● 任務要求: 接續下方這篇講 MySQL STRAIGHT_JOIN 的文章,從最後一行之後往下寫。

STRAIGHT_JOIN 與 INNER JOIN 的功能完全一致
使用 INNER JOIN 時,mysql會根據優化規則自動判斷 應該先加載哪個表
但有時自動的操作未必最優,就需要手動操作,其語法如下:
select ..from tab1 straiht_join tab2 where ...
使用了 straight_join 後,tab1 會先於 tab2 載入。
【現象】
生產環境中遇到一個例子,執行sql需要1.29s 已經超出業務方的要求,需要進行優化,sql 如下
select d.instance_no,d.zone_id, d.region_no,d.user_id,d.cores,d.mem,d.disk, d.tx_pub , u.idkp , m.image_no, m.platform, m.image_size
from user u, instance d , image m
where d.region_no = 'cn-cm9002' and
u.user_id = d.user_id and
d.image_id = m.image_id and
d.status != 8 and
d.gmt_create <'2013-08-19 14:00:00';
-------------------------------
3120 rows in set (1.29 sec)
hy@3309 03:09:09>explain select d.instance_no,d.zone_id, d.region_no,d.user_id,d.cores,d.mem,d.disk, d.tx_pub , u.idkp , m.image_no, m.platform, m.image_size
-> from user u, instance d , image m
-> where d.region_no = 'cn-cm9002' and
-> u.user_id = d.user_id and
-> d.image_id = m.image_id and
-> d.status != 8 and
-> d.gmt_create <'2013-08-19 14:00:00';
+----+-------------+-------+--------+-------------------------------------+--------------------+---------+------------------+--------+-------------+
| id | select_type | table | type | possible_keys | key | key_len | ref | rows | Extra |
+----+-------------+-------+--------+-------------------------------------+--------------------+---------+------------------+--------+-------------+
| 1 | SIMPLE | u | index | PRIMARY | idkp | 98 | NULL | 133002 | Using index |
| 1 | SIMPLE | d | ref | image_id,ind_i_uid_hostname,user_id | ind_i_uid_hostname | 4 | hy.u.user_id | 1 | Using where |
| 1 | SIMPLE | m | eq_ref | PRIMARY | PRIMARY | 4 | hy.d.image_id | 1 | |
+----+-------------+-------+--------+-------------------------------------+--------------------+---------+------------------+--------+-------------+
3 rows in set (0.00 sec)

● 資料:
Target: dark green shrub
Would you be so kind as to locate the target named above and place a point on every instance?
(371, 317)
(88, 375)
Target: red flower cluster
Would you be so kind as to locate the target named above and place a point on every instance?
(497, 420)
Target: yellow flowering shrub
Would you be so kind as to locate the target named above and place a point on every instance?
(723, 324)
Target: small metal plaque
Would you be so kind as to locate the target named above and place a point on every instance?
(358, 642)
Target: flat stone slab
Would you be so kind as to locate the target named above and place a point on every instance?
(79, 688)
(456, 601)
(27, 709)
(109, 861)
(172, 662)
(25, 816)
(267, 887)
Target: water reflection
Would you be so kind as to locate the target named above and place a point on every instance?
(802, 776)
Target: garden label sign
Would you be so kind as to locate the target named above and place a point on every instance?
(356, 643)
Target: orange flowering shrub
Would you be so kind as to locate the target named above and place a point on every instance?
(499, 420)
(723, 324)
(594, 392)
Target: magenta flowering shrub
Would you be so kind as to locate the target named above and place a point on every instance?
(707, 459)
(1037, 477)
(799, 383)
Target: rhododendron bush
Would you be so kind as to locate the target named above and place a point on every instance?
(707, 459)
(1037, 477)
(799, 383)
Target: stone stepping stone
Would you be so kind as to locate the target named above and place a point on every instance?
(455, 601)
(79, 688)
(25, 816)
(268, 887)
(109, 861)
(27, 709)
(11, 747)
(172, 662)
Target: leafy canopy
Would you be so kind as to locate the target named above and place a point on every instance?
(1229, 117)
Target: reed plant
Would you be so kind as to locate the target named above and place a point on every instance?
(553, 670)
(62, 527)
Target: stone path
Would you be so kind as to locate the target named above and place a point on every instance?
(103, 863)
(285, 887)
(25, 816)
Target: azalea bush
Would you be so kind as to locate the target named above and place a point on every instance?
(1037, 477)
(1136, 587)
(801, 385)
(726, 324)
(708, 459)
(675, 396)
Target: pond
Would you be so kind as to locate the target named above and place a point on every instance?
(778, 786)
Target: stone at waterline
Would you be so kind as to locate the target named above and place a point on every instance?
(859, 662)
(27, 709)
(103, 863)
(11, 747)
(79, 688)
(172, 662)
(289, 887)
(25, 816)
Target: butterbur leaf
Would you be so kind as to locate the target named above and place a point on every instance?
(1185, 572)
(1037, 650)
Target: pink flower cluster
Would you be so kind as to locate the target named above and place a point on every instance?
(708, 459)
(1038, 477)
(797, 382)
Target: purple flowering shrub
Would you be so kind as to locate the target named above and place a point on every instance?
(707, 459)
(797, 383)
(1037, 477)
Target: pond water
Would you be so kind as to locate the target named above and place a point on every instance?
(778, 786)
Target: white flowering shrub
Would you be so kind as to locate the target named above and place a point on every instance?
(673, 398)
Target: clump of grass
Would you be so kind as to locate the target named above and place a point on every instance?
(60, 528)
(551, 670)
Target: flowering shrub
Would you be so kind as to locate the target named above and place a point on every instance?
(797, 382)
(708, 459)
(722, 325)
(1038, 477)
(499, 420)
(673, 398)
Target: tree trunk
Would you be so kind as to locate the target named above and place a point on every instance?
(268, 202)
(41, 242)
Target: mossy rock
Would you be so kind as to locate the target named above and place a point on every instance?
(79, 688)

● 回覆內容:
【解決方法】
使用 straight_join 方式優化sql 執行的順序 結果如下:
rac1@3309 15:01:55>explain select d.instance_no,d.zone_id, d.region_no,d.user_id,d.cores,d.mem,d.disk, d.tx_pub , u.idkp , m.image_no, m.platform, m.image_size
-> from instance d straight_join user u on u.user_id = d.user_id, image m
-> where d.region_no = 'cn-cm9002' and
-> d.image_id = m.image_id and
-> d.status != 8 and
-> d.gmt_create <'2013-08-19 14:00:00';
+----+-------------+-------+--------+-------------------------------------+---------+---------+------------------+--------+-------------+
| id | select_type | table | type | possible_keys | key | key_len | ref | rows | Extra |
+----+-------------+-------+--------+-------------------------------------+---------+---------+------------------+--------+-------------+
| 1 | SIMPLE | d | ALL | image_id,ind_i_uid_hostname,user_id | NULL | NULL | NULL | 316473 | Using where |
| 1 | SIMPLE | m | eq_ref | PRIMARY | PRIMARY | 4 | hy.d.image_id | 1 | |
| 1 | SIMPLE | u | eq_ref | PRIMARY | PRIMARY | 4 | hy.d.user_id | 1 | |
+----+-------------+-------+--------+-------------------------------------+---------+---------+------------------+--------+-------------+
3 rows in set (0.00 sec)
--------------------------------
3120 rows in set (0.39 sec)
【問題分析】
上面的介紹中描述mysql的優化器只支持 nest loop ,對於多表連接會mysql優化器採用了簡單的方式:選擇結果集小的表作爲驅動表。
instance表連接 user表有兩種連接方式:
A 選擇user 表作爲驅動表 優化器掃描133002行
B 選擇instance表作爲驅動表 優化器掃描 316473行
因此優化器選擇了看起來正確的執行計劃 以user表作爲驅動表。但是我們查看where條件,正確的應該是通過instance 的region_no,status ,gmt_create 過濾得到instance的結果集,再來和user,image中的表進行關聯。
而執行計劃是掃描user表中全部的記錄再去關聯instance 表和image表,顯然執行順序有偏差。因此加上straight_join hint之後,強制優化器選擇 instance爲驅動表,按照正確的執行計劃執行。
附上表的記錄數:
hy@3309 01:11:17> select count(*) from user;
+----------+
| count(*) |
+----------+
| 134221 |
+----------+
1 row in set (0.02 sec)
hy@3309 01:19:44> select count(*) from instance;
+----------+
| count(*) |
+----------+
| 375732 |
+----------+
1 row in set (0.06 sec)
hy@3309 01:19:54> select count(*) from image;
+----------+
| count(*) |
+----------+
| 18858 |
+----------+
1 row in set (0.00 sec)